(Collected data)
● ● ● ● ● ● ●
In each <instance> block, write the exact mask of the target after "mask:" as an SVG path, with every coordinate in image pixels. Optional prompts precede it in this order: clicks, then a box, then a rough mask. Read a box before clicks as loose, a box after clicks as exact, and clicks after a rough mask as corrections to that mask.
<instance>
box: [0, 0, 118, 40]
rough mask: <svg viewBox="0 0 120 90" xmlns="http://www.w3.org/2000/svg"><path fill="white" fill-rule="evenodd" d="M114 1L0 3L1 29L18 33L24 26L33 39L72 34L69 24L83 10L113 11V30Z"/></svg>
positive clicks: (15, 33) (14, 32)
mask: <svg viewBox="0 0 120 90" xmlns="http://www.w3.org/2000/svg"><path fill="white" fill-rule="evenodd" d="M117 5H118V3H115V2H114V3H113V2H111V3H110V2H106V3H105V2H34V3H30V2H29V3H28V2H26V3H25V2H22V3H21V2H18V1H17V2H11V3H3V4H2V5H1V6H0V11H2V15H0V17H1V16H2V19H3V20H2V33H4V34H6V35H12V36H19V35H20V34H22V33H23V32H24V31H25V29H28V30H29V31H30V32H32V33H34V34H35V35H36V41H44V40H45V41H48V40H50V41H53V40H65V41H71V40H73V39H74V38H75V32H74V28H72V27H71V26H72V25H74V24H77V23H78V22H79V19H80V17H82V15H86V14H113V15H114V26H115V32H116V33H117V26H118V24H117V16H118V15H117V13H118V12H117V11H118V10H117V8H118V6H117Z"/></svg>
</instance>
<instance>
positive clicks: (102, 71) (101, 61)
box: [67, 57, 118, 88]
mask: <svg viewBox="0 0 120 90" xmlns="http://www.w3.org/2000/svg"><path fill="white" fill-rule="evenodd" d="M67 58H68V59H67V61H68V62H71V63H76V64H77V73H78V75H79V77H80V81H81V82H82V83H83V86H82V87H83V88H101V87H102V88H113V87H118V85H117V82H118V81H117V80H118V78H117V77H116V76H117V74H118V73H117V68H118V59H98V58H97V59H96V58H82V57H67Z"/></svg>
● ● ● ● ● ● ●
Could you rewrite the entries above, swapping "rough mask" for "coarse mask" everywhere it occurs and leaving everything else unchanged?

In each <instance> block, write the exact mask of the target after "mask:" as an SVG path, with every coordinate in image pixels. Optional prompts precede it in this order: clicks, then a box, then a coarse mask. Read a box before clicks as loose, a box after clicks as exact, and clicks after a coarse mask as corrections to that mask.
<instance>
box: [0, 0, 118, 40]
coarse mask: <svg viewBox="0 0 120 90" xmlns="http://www.w3.org/2000/svg"><path fill="white" fill-rule="evenodd" d="M114 1L0 3L1 29L18 33L24 26L33 39L72 34L69 24L83 10L113 11V30Z"/></svg>
positive clicks: (15, 33) (14, 32)
mask: <svg viewBox="0 0 120 90" xmlns="http://www.w3.org/2000/svg"><path fill="white" fill-rule="evenodd" d="M117 5H118V3H115V2H114V3H113V2H111V3H110V2H106V3H105V2H34V3H30V2H29V3H28V2H26V3H25V2H22V3H21V2H18V1H17V2H11V3H3V4H2V5H1V6H0V11H2V15H0V17H1V16H2V19H3V20H2V33H4V34H6V35H12V36H19V35H20V34H22V33H23V32H24V31H25V29H28V30H29V31H30V32H32V33H34V34H35V35H36V41H44V40H45V41H48V40H50V41H53V40H65V41H71V40H73V39H74V38H75V32H74V28H72V27H71V26H72V25H74V24H77V23H78V22H79V19H80V17H82V15H86V14H113V15H114V26H115V32H116V33H117V26H118V24H117V16H118V15H117V13H118V12H117V11H118V10H117V8H118V6H117Z"/></svg>
</instance>
<instance>
positive clicks: (102, 71) (101, 61)
box: [67, 57, 118, 88]
mask: <svg viewBox="0 0 120 90" xmlns="http://www.w3.org/2000/svg"><path fill="white" fill-rule="evenodd" d="M67 58H68V59H67V61H68V62H71V63H76V64H77V73H78V75H79V77H80V81H81V82H82V83H83V86H82V87H83V88H101V87H102V88H113V87H118V85H117V82H118V81H117V80H118V78H117V77H116V76H117V74H118V73H117V68H118V59H98V58H97V59H96V58H82V57H67Z"/></svg>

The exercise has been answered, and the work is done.